##### SELECTED EXTRACT

Manufacturing News

Manufacturing Bits: May 18


Mystery of MXenes
Aalto University has studied the surface composition and provided some new insights into MXenes, a promising set of materials used for energy storage and related applications.

A class of two-dimensional inorganic compounds, MXenes consist of thin atomic layers. The materials are based on transition metal carbides, nitrides or carbonitrides.

These materials have extraordinary electronic, optical, mechanical, thermal and catalytic properties. “These materials have the general composition M_(n+1)X_n, where M is a transition metal and X a carbon or nitrogen atom, with n corresponding to atomic thickness,” according to Aalto University.

MXenes are durable and conductive materials. They could one day improve energy storage systems. Other applications include computing, communications and health care.

To date, though, MXenes remain a bit of a mystery. The structure and composition of the surfaces are somewhat unknown for many MXenes, according to researchers in The Journal of Physical Chemistry Letters.

Researchers hope to gain some new insights into the structures and properties of MXenes, thereby paving the way for these materials into systems.

In the lab, researchers analyzed the surface functionalization for titanium (Ti) and niobium (Nb) carbides and nitrides of varying thickness. “Using a multiscale computational scheme, we study the trends in distribution and composition of the surface functional groups −O, −OH, and −F on two-dimensional (2D) transition metal carbides and nitrides (MXenes),” said Rina Ibragimova, a researcher at Aalto, in The Journal of Physical Chemistry Letters. Others contributed to the work.

“Using a combination of cluster expansion, Monte Carlo, and density functional theory methods, we study the distribution and composition of functional groups at experimentally relevant conditions,” Ibragimova said. “We show that mixtures of functional groups are favorable on all studied MXene surfaces. The distribution of functional groups appears to be largely independent of the type of metal, carbon, or nitrogen species and/or number of atomic layers in the MXene. We further show that some properties (e.g., the work function) strongly depend on the surface composition, while others, for example, the electric conductivity, exhibit only a weak dependence.”

##########

_TASK SET_
a - Update the MXenes news item by rewriting the stretch from "In the lab, researchers" through "to the work." with "titanium" changed to "zirconium".
b - Translate this sentence from the MXenes news item into Spanish: "MXenes are durable and conductive materials."
c - Continue the MXenes news item from where it stops.

##### DATASET CONTENT

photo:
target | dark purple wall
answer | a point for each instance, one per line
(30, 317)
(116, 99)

##########
##### DATASET CONTENT

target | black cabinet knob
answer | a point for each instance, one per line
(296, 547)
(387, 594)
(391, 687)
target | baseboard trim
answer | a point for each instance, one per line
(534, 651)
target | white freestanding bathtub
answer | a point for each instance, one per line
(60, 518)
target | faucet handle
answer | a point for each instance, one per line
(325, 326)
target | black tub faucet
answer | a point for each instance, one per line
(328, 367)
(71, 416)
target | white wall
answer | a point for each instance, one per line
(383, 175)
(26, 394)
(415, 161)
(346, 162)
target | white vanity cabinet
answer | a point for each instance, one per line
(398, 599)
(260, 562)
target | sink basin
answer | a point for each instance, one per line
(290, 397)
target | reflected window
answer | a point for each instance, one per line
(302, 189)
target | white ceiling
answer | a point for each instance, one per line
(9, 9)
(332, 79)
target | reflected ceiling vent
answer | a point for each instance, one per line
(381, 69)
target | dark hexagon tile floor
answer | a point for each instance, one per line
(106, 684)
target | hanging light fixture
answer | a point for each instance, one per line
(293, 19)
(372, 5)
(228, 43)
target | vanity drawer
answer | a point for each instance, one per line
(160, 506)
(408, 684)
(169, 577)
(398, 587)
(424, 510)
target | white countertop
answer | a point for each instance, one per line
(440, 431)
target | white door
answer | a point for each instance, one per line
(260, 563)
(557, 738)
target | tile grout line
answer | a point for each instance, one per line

##########

_RESULTS IN ORDER_
a -
In the lab, researchers analyzed the surface functionalization for zirconium (Ti) and niobium (Nb) carbides and nitrides of varying thickness. “Using a multiscale computational scheme, we study the trends in distribution and composition of the surface functional groups −O, −OH, and −F on two-dimensional (2D) transition metal carbides and nitrides (MXenes),” said Rina Ibragimova, a researcher at Aalto, in The Journal of Physical Chemistry Letters. Others contributed to the work.

b - Los MXenes son materiales duraderos y conductores.

c -
Solid lubricants
TU Wein, Purdue University, Universidad de Chile and others have demonstrated MXenes’ ability to work as a solid lubricant under extreme conditions.

MXenes is a novel nanomaterial that belongs to a 2D material class. MXenes is made of multiple ultra-thin, single atomic layers of titanium and carbon. Each layer bonds weakly with the layer above or below it, giving MXenes its lubricating properties.

“MXenes-coated specimens demonstrate a 6-fold friction reduction and an ultralow wear rate over 100,000 sliding cycles, outperforming state-of-the-art 2D nanomaterials by at least 200% regarding their wear life,” writes Phillip Grutzmacher, in a paper published in ACS Nano.

Unlike other thin-film materials, MXenes does not react sensitively to water molecules in its surroundings. It also has high heat resistance. Due to its stable and long-wear nature, MXenes can be used in many extreme environments, such as in space. While lubricating oil would evaporate in the vacuum of space, MXenes can be used in the form of a dry powder. MXenes can also be used in the steel industry, where equipment can easily reach temperatures of several hundred degrees Celsius.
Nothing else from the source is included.